His work has been seen in collective exhibitions internationally in various parts of the United States, especially Texas, Japan with the Escuela Nacional de Artes Plásticas and Israel with the Salón de la Plástica Mexicana.

In 1969 he placed second at the IV Concurso Nacional de Pintura, Grabado y Escultura of the Instituto Nacional de la Juventud Mexicana. In 1970 placed first at the V Concurso Nacional de Pintura, Grabado y Escultura.

He has created over 300 paintings. His works can be found in the General Motors de México Collection, the Museo de Mechoacanejo in Jalisco, the Arte del Club and the Galería de Arte and Libros in Monterrey. Works appear on back covers of Reader's Digest in Mexico and Puerto Rico in the 1980s. His work also appears on a series of covers of the programs for performances of the Orquesta de Nuevo Mundo from 1998 to 2002.

He was admitted as a member of the Salón de la Plástica Mexicana in 1972 and has been on its governing board since 2009. In 1984 he became a member of the Sociedad Mexicana de Artes Plásticas (SOMART). In 1989 he became a member of the Asociación de Artistas Plásticos de México (ARTAC-AIAP) .

==Artistry==
His work has been described as unaggressive, innocent, with a sense of sweetness and luxury. He says he does not paint for commercial purposes or to please clients, demanding full creative freedom. He describes his work as figurative, with bold lines and strong colors with geometric elements. The use of color is often not natural but always bold. He is particularly attracted to violet, crimson and green. The color schemes are warm. He considers his work to be "magical" because he considers the universe magical. His themes are generally Mexican, many of which reflect his home state of Aguascalientes or Mexico City, where he lives.

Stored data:
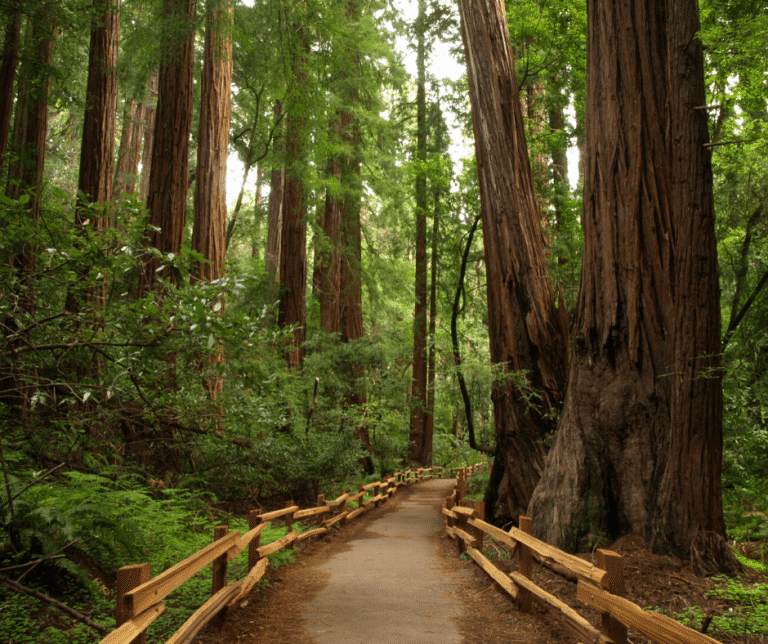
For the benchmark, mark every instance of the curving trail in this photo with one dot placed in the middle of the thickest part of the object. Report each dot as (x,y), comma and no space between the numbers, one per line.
(391,577)
(390,586)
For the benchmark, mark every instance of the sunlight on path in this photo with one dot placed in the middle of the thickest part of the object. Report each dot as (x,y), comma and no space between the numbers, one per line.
(389,587)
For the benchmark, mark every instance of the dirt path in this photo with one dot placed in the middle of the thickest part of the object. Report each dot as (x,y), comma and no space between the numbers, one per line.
(392,577)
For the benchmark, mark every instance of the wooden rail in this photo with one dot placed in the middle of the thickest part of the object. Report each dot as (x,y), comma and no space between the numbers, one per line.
(139,597)
(600,586)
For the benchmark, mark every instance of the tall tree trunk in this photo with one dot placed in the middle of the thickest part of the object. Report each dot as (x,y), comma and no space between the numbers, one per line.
(419,380)
(293,244)
(150,118)
(351,300)
(209,230)
(167,198)
(528,334)
(429,419)
(640,441)
(130,149)
(275,218)
(7,79)
(329,261)
(97,152)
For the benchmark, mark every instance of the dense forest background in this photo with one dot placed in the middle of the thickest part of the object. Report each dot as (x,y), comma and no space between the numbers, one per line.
(166,347)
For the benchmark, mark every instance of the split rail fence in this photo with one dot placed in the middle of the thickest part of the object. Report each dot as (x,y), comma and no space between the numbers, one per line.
(600,586)
(139,597)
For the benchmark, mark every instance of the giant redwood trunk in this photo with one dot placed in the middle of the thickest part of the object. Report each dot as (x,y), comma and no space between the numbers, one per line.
(210,224)
(98,144)
(293,243)
(275,216)
(528,333)
(418,398)
(640,441)
(10,62)
(209,230)
(167,192)
(130,149)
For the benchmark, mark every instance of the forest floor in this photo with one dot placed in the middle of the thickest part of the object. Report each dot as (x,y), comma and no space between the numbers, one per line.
(394,576)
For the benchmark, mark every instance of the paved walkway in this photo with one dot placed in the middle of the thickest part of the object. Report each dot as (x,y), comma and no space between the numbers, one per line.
(389,586)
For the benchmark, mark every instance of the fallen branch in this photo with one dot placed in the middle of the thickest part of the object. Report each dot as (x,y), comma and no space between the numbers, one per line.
(102,630)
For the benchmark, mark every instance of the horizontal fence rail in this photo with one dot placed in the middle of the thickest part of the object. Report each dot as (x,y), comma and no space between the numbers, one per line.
(599,586)
(140,596)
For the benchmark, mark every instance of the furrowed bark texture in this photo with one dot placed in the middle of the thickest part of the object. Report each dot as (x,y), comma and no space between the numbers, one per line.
(527,332)
(419,379)
(640,441)
(97,159)
(293,243)
(329,264)
(275,218)
(167,195)
(130,149)
(8,68)
(209,231)
(150,118)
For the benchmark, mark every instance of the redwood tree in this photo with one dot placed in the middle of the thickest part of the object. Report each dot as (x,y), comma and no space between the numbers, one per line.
(640,441)
(209,230)
(8,67)
(293,243)
(419,379)
(528,333)
(167,192)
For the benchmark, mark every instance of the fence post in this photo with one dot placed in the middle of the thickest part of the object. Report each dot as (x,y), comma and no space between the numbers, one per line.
(219,572)
(254,519)
(461,524)
(613,582)
(289,517)
(525,564)
(477,532)
(128,578)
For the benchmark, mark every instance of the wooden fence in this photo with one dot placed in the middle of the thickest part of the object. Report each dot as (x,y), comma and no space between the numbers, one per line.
(139,597)
(600,586)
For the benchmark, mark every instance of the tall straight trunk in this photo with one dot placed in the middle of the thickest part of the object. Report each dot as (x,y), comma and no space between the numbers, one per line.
(130,148)
(8,68)
(209,230)
(351,292)
(210,224)
(640,442)
(275,217)
(329,261)
(419,379)
(429,420)
(97,151)
(98,146)
(25,172)
(150,118)
(167,198)
(293,243)
(528,333)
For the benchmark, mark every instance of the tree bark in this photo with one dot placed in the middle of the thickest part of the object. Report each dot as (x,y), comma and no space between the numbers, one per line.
(8,68)
(293,245)
(209,230)
(167,197)
(150,118)
(528,334)
(418,397)
(130,149)
(97,151)
(275,220)
(640,441)
(329,261)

> [TASK LIST]
1: Repeat word for word the part of the text about the painter starting with "In 1969 he placed" and going on through "1998 to 2002.".
2: Pick up the text about the painter after its last sentence and continue writing it.

> [ANSWERS GIVEN]
1:
In 1969 he placed second at the IV Concurso Nacional de Pintura, Grabado y Escultura of the Instituto Nacional de la Juventud Mexicana. In 1970 placed first at the V Concurso Nacional de Pintura, Grabado y Escultura.

He has created over 300 paintings. His works can be found in the General Motors de México Collection, the Museo de Mechoacanejo in Jalisco, the Arte del Club and the Galería de Arte and Libros in Monterrey. Works appear on back covers of Reader's Digest in Mexico and Puerto Rico in the 1980s. His work also appears on a series of covers of the programs for performances of the Orquesta de Nuevo Mundo from 1998 to 2002.

2:
His paintings focus on a main protagonist, always a woman or girl doing ordinary things such as caring for or playing with children, spending the day outside, going to a traditional Mexican market or playing a musical instrument. Whether work or play, it is something they enjoy. The lower part of the paintings are usually darker in color which leads the eye to the upper section where the woman's face is. Experimenting from the realistic, to abstract and impressionistic, his figures are not anatomically accurate but slightly fantastic. The proportions are realistic but the representation of volume is stylized and the depictions of the details and shadows are geometric. This effect in the face gives the appearance of a mask often lacking eyes. Most of the skin tones are reds, depicting Latin American women but occasionally the skin color is a fantastic blue, green or purple which mimic the landscape behind the main figure. The human figures are often outlined in a color that contrasts with the skin color.
The other objects that surround the main figure are there to express something about the protagonist, and are characteristic of warm and fertile lands. These include flowers (representing nature), chubby babies, tropical fruits, animals (especially cats as he has owned many) and musical instruments. Settings are usually homes, natural scenes and traditional Mexican markets. Windows often appear in the scenery, as he is attracted to the many types of windows in Mexico.